The request: Pull out every line in the entries below that contains the word "engraved".

Records for processing:

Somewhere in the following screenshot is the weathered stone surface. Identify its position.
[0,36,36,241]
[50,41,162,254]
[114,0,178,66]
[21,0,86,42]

...

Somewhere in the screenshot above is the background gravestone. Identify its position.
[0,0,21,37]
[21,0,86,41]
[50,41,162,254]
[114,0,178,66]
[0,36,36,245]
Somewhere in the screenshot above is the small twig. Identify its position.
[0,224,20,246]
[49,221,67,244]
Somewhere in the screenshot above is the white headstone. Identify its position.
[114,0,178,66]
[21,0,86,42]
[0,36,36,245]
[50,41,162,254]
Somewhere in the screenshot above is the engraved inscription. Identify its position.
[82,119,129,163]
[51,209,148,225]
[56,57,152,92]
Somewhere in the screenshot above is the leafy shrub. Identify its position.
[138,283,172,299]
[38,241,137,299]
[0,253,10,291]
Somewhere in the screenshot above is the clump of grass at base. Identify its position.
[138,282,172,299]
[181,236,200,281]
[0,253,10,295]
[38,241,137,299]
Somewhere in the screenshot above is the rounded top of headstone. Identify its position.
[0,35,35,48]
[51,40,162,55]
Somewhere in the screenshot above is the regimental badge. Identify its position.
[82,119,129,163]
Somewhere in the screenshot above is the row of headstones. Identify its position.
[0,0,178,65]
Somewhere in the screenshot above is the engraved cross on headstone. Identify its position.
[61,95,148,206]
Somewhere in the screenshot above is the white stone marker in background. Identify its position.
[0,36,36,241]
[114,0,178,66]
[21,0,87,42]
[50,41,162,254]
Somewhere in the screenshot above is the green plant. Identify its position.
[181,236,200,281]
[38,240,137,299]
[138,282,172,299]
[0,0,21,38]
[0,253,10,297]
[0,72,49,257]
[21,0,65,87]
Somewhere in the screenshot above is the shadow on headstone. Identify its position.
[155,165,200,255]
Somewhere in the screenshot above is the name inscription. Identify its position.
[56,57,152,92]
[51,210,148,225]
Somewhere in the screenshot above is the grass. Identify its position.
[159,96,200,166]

---

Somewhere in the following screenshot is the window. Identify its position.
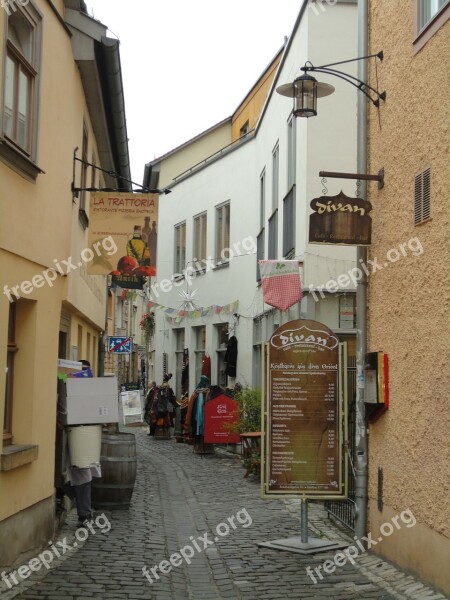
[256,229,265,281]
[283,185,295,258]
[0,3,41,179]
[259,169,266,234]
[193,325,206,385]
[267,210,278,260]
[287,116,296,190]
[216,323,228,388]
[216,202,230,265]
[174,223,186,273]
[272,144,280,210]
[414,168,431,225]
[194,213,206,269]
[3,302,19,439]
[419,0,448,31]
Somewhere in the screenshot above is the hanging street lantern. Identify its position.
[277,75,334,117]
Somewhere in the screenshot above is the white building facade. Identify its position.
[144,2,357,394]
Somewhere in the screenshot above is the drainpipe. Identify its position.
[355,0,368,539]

Exercise answer:
Somewhere in the screenshot above is the engraved inscription. Identify its position.
Somewhere in the screenshot above is the engraved cross on headstone. Identify its position.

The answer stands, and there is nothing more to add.